** BEGIN Information supplied **

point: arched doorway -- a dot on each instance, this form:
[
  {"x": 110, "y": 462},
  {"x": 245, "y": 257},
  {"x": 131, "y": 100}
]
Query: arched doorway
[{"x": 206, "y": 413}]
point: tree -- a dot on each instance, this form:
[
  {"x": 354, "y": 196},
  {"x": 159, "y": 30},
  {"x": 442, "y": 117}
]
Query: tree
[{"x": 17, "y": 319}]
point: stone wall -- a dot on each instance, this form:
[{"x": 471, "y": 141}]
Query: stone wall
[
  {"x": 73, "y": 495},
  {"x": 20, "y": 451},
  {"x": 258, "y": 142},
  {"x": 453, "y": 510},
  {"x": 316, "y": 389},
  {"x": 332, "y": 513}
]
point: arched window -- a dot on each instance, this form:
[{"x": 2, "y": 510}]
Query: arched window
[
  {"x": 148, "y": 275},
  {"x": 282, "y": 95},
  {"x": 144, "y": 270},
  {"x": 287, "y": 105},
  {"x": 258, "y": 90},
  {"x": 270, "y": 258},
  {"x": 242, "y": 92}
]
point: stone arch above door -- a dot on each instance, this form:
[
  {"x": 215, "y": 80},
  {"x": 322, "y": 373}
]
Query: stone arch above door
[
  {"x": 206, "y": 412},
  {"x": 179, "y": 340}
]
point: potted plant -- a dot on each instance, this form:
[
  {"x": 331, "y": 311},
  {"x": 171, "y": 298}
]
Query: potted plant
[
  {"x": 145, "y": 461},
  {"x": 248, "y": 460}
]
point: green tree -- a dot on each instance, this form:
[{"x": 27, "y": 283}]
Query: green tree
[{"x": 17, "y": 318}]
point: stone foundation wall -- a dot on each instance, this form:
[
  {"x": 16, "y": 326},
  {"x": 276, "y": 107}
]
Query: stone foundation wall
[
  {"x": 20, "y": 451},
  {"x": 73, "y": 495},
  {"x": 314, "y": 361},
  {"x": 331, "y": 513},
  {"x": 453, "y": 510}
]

** END Information supplied **

Work to be completed:
Give the lines exactly as they stand, from the line with "point: stone wall" through the end of the material.

Output of the exercise:
point: stone wall -- a dot on each instance, this form:
[{"x": 471, "y": 141}]
Query: stone wall
[
  {"x": 73, "y": 495},
  {"x": 20, "y": 451},
  {"x": 258, "y": 142},
  {"x": 453, "y": 510},
  {"x": 316, "y": 389},
  {"x": 332, "y": 513}
]
point: arched window -- a dot on each instance, this form:
[{"x": 2, "y": 510}]
Query: arched window
[
  {"x": 148, "y": 275},
  {"x": 282, "y": 95},
  {"x": 144, "y": 270},
  {"x": 287, "y": 105},
  {"x": 258, "y": 90},
  {"x": 270, "y": 258},
  {"x": 242, "y": 92}
]
point: stone arch above door -- a dot on each instance, this form:
[
  {"x": 215, "y": 80},
  {"x": 322, "y": 373}
]
Query: stone arch above door
[
  {"x": 206, "y": 412},
  {"x": 179, "y": 340}
]
point: potted plant -- a dot on each instance, this form:
[
  {"x": 331, "y": 311},
  {"x": 171, "y": 298}
]
Query: potted plant
[
  {"x": 145, "y": 461},
  {"x": 248, "y": 460}
]
point: green tree -- a dot on each instance, this form:
[{"x": 27, "y": 283}]
Query: green tree
[{"x": 17, "y": 318}]
point: stone foundation wall -- a dot on each instance, this form:
[
  {"x": 16, "y": 326},
  {"x": 276, "y": 107}
]
Query: stone foundation wall
[
  {"x": 20, "y": 451},
  {"x": 73, "y": 495},
  {"x": 314, "y": 361},
  {"x": 331, "y": 513},
  {"x": 453, "y": 510}
]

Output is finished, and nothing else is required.